§ **Text block**:
-=-=-
Therefore, this Court has jurisdiction to grant the relief provided for herein on a final basis pursuant to 28 U.S.C. §§ 1334 and 157(c)(2). The venue of the Debtor's chapter 11 case is proper under 28 U.S.C. §§ 1408 and 1409(a).

FINDINGS OF FACT

A. Cella's Business and Capital Structure

Cella is a Louisiana limited liability company with a sole member, George Cella. See Hr'g Tr. 63:12-22 (Sept. 18, 2020). Cella owns property located at 4545 Veterans Boulevard in Metairie, Louisiana, on which sit three buildings. See Hr'g Tr. 67:8-19 (Sept. 18, 2020). One building houses a Hertz car rental business, one building houses a Smoothie King franchise, and the last building historically housed a bank in part of the building, while Cella continues to operate a mini storage and vault business in another part of that building. See Hr'g Tr. 67:8-68-12 (Sept. 18, 2020).
-=-=-
§ **Data listing**:

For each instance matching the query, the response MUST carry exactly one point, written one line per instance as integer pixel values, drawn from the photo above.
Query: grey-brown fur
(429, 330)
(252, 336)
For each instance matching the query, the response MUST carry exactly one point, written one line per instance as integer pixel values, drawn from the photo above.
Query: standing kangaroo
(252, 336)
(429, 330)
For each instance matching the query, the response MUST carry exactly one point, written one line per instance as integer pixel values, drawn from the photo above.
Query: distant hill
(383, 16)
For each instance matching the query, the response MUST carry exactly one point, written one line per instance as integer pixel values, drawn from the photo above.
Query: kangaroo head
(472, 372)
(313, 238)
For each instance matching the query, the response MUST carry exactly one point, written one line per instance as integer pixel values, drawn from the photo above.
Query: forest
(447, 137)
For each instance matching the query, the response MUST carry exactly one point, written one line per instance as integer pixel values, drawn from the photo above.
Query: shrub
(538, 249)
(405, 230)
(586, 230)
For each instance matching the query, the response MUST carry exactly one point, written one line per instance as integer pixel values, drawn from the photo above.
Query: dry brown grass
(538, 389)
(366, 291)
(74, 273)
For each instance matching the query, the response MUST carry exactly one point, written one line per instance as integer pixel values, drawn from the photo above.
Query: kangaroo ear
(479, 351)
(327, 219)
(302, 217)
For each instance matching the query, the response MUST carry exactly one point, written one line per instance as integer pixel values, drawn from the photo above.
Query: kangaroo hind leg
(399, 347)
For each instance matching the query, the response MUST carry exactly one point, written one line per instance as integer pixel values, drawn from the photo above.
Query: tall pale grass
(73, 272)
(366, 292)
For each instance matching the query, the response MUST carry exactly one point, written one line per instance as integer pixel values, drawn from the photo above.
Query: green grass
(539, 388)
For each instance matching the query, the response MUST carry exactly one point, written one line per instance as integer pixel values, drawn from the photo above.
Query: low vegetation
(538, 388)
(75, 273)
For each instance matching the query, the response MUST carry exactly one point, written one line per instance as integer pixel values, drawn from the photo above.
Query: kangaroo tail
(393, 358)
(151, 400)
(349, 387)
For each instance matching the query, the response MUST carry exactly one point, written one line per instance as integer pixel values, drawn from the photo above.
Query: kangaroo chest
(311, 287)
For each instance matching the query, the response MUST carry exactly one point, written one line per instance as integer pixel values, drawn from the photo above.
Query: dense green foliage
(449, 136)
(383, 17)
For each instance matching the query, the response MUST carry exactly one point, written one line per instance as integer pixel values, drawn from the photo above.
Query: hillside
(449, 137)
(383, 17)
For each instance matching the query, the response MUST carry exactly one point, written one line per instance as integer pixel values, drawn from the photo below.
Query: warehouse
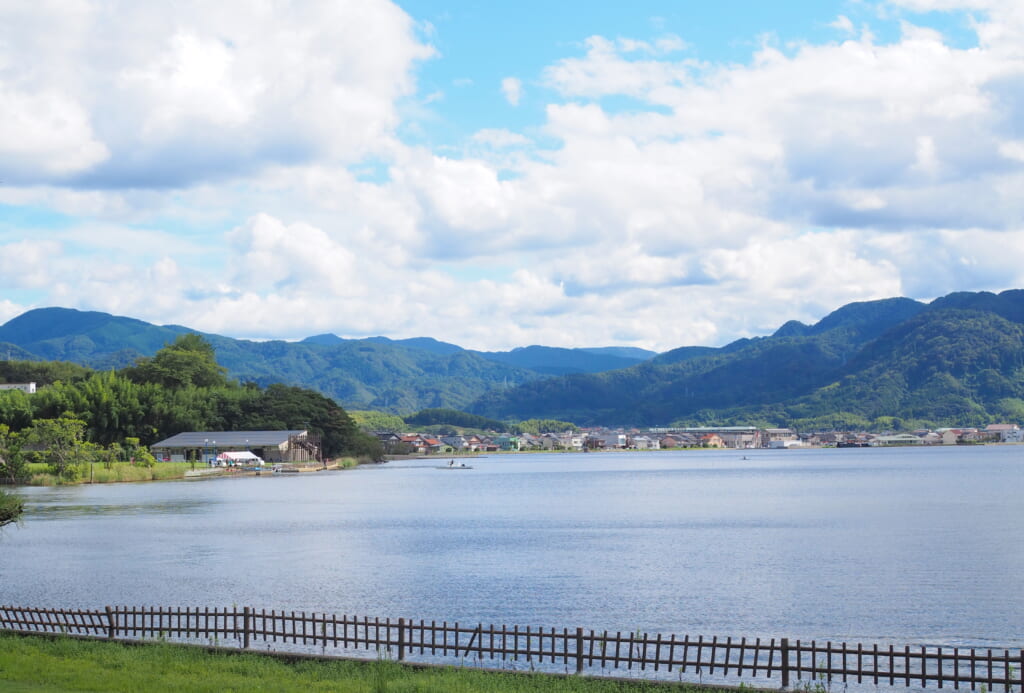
(272, 446)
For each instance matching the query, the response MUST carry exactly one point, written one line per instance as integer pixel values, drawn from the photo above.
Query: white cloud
(157, 95)
(843, 24)
(512, 89)
(721, 202)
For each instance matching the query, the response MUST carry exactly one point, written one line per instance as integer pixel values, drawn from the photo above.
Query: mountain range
(378, 373)
(893, 362)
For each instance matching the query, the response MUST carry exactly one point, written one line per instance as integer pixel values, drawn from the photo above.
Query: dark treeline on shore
(79, 414)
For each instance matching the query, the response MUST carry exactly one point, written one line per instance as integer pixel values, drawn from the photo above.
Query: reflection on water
(904, 545)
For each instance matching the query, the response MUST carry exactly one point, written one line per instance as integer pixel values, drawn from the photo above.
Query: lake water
(908, 546)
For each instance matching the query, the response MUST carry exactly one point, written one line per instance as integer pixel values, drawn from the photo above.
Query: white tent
(244, 458)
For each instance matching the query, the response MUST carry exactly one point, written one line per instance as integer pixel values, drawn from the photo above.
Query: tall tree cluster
(180, 388)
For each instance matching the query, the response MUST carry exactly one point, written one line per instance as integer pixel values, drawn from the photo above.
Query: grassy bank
(10, 508)
(123, 471)
(40, 663)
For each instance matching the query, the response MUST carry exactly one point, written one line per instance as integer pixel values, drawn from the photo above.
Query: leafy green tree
(10, 508)
(58, 443)
(15, 409)
(13, 465)
(137, 453)
(188, 360)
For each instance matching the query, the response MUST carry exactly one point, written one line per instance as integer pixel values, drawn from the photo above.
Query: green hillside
(955, 361)
(888, 363)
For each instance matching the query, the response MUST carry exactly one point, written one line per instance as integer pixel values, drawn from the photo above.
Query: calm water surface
(920, 546)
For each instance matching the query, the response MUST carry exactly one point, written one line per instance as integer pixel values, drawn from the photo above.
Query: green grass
(41, 663)
(119, 471)
(10, 508)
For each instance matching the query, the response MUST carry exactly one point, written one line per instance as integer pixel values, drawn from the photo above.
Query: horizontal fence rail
(784, 660)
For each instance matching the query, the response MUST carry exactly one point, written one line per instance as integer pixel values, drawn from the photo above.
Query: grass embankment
(40, 663)
(10, 508)
(123, 471)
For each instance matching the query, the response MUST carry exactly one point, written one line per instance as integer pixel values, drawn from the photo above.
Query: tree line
(81, 416)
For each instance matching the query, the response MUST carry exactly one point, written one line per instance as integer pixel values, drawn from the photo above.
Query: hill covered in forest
(889, 363)
(398, 376)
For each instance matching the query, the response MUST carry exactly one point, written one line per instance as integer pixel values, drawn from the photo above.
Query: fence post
(579, 650)
(785, 662)
(112, 629)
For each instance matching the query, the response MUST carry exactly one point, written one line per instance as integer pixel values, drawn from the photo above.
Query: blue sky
(650, 174)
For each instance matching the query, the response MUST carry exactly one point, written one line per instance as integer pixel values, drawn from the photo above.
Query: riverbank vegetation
(81, 422)
(42, 663)
(10, 508)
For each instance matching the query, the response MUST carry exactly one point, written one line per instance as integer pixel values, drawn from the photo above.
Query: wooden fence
(781, 659)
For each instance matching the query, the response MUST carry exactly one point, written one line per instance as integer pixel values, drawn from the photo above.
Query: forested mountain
(399, 376)
(877, 363)
(894, 363)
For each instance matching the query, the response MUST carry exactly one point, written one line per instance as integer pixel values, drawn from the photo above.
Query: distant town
(734, 437)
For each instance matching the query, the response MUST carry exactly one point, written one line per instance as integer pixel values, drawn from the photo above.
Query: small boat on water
(452, 465)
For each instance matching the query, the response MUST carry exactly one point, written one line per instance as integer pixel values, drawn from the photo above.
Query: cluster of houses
(737, 437)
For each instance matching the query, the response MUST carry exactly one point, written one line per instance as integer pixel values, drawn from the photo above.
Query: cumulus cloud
(512, 89)
(118, 94)
(663, 201)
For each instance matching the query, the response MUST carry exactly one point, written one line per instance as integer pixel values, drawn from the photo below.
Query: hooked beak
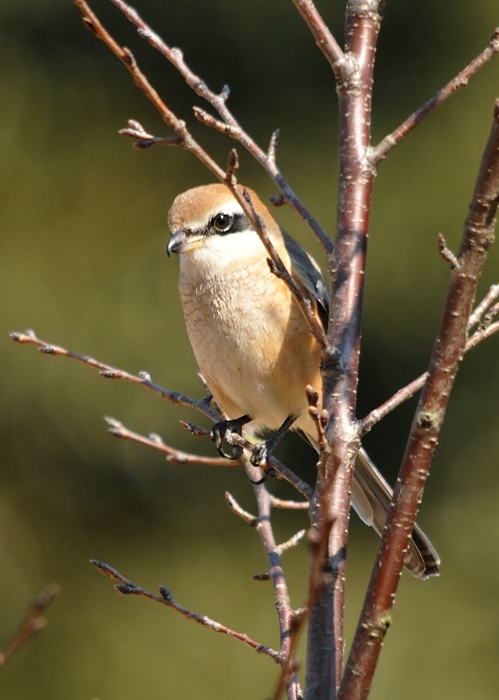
-=-=-
§ **Problems to work on**:
A. Reproduce a passage of the court excerpt word for word, beginning at the words "Therefore, this Court" and stopping after the words "1408 and 1409(a).".
B. Answer these questions from the court excerpt:
(i) Under which sections of 28 U.S.C. is the venue of the Debtor's chapter 11 case proper?
(ii) Who is the sole member of Cella?
(iii) What franchise is housed in one of the buildings on Cella's property?
Rely only on the court excerpt, not on the listing.

§ **Answers to the problems**:
A.
Therefore, this Court has jurisdiction to grant the relief provided for herein on a final basis pursuant to 28 U.S.C. §§ 1334 and 157(c)(2). The venue of the Debtor's chapter 11 case is proper under 28 U.S.C. §§ 1408 and 1409(a).

B.
(i) 28 U.S.C. §§ 1408 and 1409(a).
(ii) George Cella.
(iii) A Smoothie King franchise.